Repeat every line below exactly, word for word.

Items:
----------------

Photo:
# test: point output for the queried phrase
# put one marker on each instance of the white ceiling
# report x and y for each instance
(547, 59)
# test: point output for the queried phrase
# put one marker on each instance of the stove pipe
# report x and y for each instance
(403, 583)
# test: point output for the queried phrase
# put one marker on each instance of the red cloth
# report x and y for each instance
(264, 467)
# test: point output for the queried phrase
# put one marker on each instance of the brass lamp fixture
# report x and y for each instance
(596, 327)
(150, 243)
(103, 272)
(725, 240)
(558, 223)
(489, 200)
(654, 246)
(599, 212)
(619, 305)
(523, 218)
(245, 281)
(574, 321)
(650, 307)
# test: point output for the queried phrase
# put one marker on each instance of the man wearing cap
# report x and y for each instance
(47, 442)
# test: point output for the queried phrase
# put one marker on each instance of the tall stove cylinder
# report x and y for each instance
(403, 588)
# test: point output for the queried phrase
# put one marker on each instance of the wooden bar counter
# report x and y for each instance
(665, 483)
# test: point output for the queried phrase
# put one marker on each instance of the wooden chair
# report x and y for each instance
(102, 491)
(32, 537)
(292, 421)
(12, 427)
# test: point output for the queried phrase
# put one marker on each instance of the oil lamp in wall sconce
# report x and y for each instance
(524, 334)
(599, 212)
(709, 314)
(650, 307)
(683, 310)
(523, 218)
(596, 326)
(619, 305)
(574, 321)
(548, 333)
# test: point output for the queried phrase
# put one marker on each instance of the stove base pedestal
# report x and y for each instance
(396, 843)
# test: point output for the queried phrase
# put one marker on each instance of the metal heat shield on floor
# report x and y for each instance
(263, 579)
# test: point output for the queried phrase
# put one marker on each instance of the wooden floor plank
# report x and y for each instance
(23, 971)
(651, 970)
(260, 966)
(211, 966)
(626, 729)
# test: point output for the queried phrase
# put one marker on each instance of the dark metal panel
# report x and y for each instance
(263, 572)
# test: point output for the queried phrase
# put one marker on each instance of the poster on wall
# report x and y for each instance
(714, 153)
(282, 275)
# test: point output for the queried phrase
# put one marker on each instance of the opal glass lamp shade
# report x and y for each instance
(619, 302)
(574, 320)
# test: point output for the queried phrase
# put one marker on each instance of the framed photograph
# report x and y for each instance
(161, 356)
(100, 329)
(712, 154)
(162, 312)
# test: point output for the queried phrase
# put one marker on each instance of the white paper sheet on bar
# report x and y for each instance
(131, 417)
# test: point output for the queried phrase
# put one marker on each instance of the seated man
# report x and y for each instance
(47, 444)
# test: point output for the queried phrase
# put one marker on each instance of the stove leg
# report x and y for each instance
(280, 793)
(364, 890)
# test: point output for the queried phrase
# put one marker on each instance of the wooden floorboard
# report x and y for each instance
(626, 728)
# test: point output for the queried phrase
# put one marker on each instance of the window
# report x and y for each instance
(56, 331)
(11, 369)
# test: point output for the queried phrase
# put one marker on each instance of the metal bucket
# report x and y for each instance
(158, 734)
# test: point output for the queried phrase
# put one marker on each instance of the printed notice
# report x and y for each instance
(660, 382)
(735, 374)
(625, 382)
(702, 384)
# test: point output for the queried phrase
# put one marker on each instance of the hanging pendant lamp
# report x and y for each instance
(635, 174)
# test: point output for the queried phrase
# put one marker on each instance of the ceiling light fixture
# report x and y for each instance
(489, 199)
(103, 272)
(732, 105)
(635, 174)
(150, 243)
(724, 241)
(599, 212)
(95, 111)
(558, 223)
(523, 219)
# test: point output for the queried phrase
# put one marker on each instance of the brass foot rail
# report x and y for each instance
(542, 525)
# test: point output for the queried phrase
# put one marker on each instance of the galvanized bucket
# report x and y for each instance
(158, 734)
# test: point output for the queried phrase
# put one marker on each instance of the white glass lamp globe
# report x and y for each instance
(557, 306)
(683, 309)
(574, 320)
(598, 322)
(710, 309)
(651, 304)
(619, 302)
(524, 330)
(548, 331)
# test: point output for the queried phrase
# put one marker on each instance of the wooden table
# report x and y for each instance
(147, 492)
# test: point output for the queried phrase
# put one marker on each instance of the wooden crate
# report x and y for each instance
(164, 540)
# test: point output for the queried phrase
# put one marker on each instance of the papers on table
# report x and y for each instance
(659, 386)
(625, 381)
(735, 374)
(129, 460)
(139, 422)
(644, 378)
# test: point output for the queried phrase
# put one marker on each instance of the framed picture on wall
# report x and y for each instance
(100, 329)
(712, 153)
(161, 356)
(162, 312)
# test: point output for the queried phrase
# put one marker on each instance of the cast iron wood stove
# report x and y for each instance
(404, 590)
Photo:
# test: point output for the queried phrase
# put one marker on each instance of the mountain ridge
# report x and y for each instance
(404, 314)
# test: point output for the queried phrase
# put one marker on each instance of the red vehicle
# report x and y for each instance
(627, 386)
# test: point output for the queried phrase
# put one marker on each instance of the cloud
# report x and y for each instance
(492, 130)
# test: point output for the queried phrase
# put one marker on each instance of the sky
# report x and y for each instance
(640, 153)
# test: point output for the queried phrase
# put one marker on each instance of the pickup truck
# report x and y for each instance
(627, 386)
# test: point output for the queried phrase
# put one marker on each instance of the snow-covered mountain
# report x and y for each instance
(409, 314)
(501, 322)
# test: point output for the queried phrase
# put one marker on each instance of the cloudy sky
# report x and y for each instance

----------------

Written reply:
Photo:
# test: point output for the queried phrase
# put one marker on each instance of the white ceiling
# report x and y for each instance
(547, 59)
# test: point output for the queried phrase
# put one marker on each instance of the stove pipe
# report x and y for each instance
(403, 583)
# test: point output for the queried phrase
# put one marker on each instance of the red cloth
# report x and y for each instance
(264, 467)
# test: point output for the queried phrase
# put one marker on each instance of the brass lamp fixture
# report x and y for each instance
(596, 327)
(150, 243)
(103, 272)
(725, 240)
(558, 223)
(489, 200)
(654, 246)
(599, 212)
(619, 305)
(523, 218)
(245, 281)
(574, 321)
(650, 307)
# test: point output for the queried phrase
# put one marker on each instance of the man wearing cap
# report x and y for each instance
(47, 442)
# test: point output for the queried phrase
# put one marker on each instance of the tall stove cylinder
# report x and y for each instance
(403, 588)
# test: point output for the queried phrase
# put one marker on each instance of the wooden bar counter
# report x and y for each instance
(665, 483)
# test: point output for the queried phrase
# put one marker on each instance of the wooden chair
# report x and y for each instance
(102, 491)
(32, 537)
(292, 421)
(12, 427)
# test: point output for the queried phrase
# put one marker on each instance of the oil lamp in wall sconce
# report x and y for each instance
(524, 334)
(599, 212)
(709, 314)
(650, 307)
(683, 310)
(523, 218)
(596, 326)
(619, 305)
(574, 321)
(548, 333)
# test: point output for the queried phrase
# put one marker on each instance of the stove base pedestal
# report x and y for each instance
(396, 843)
# test: point output for the queried phrase
# put one marker on each instance of the metal heat shield on floor
# report x and y for each instance
(263, 579)
# test: point output for the queried phrase
# put one marker on each instance of the wooden floor plank
# report x and y for each instance
(23, 971)
(651, 970)
(260, 966)
(211, 966)
(626, 729)
# test: point output for the queried phrase
# put one marker on each instance of the dark metal panel
# report x and y for each instance
(263, 572)
# test: point output for the queried phrase
# put one marker on each instance of the poster on wall
# report x and y for each instance
(714, 153)
(282, 275)
# test: point output for the queried phrase
# put one marker on each instance of the opal glass lamp shade
# report x and y for each instance
(619, 302)
(574, 320)
# test: point output for the queried phrase
# put one marker on each instance of the framed photograph
# report x and y for each instance
(161, 356)
(100, 329)
(712, 154)
(162, 312)
# test: point output for the queried phrase
# put one marker on each instance of the white paper sheet on bar
# report x and y for each instance
(131, 417)
# test: point output for the queried phrase
# put one marker on each instance of the seated man
# report x and y for each instance
(47, 444)
# test: point output for the queried phrase
# put one marker on each instance of the stove leg
# report x and y for each instance
(280, 793)
(364, 890)
# test: point output for the queried phrase
# put one marker on each instance of the wooden floorboard
# report x and y for each instance
(626, 728)
# test: point output for the queried phrase
# put one marker on each instance of the window
# report x and y for each instance
(56, 331)
(11, 369)
# test: point output for the queried phrase
# put one marker on each instance of the metal bucket
# report x and y for each instance
(158, 734)
# test: point output for the queried phrase
# put one marker on each instance of the printed notice
# report x and y for each instance
(660, 382)
(735, 374)
(625, 382)
(702, 384)
# test: point output for the queried phrase
# put one marker on each instance of the hanging pendant lamp
# report x and y for each instance
(635, 174)
# test: point output for the queried phrase
# put one marker on each instance of the ceiling light fixture
# report x and y for each instance
(489, 199)
(103, 272)
(732, 105)
(635, 174)
(150, 243)
(724, 241)
(599, 212)
(95, 111)
(558, 223)
(523, 219)
# test: point output for the queried phrase
# put one marker on each instance of the brass foot rail
# report x and y for each instance
(542, 525)
# test: point output for the queried phrase
# put one marker on each instance of the galvanized bucket
# report x and y for each instance
(158, 734)
# test: point output for the queried phrase
# put one marker on each instance of the white glass lamp globe
# report x and y for each instance
(557, 306)
(683, 309)
(574, 320)
(598, 322)
(710, 309)
(651, 304)
(619, 302)
(524, 330)
(548, 331)
# test: point output for the queried phrase
# put one marker on each instance of the wooden table
# report x and y for each instance
(147, 492)
# test: point output for the queried phrase
# put one marker on each instance of the wooden crate
# report x and y for each instance
(164, 540)
# test: point output for the queried phrase
# put one marker on each instance of the papers on table
# report x and y for each instance
(659, 386)
(625, 381)
(735, 374)
(129, 460)
(139, 422)
(644, 378)
# test: point output for the queried phrase
# put one marker on each instance of the framed picture on wall
# report x and y for each instance
(100, 329)
(712, 153)
(161, 356)
(162, 312)
# test: point output for the queried phrase
# put one marker on each instance of the cast iron wood stove
# report x and y for each instance
(404, 590)
Photo:
# test: point output for the queried phrase
# put one marker on each instance of the mountain ridge
# report x and y for each instance
(404, 314)
# test: point output for the queried phrase
# put one marker on each instance of the red vehicle
# report x and y for each instance
(627, 386)
# test: point output for the queried phrase
# put one marker on each instance of the cloud
# report x and y for each instance
(492, 130)
# test: point output for the queried phrase
# put one marker on each instance of the sky
# report x and y for each instance
(640, 153)
# test: point output for the queried phrase
# put one marker on each instance of the pickup truck
# report x and y for each instance
(627, 386)
# test: point output for the queried phrase
# put one marker on each instance of the snow-covered mountain
# report x and y for each instance
(409, 314)
(501, 322)
# test: point output for the queried phrase
# put one marker on each instance of the cloudy sky
# report x and y for each instance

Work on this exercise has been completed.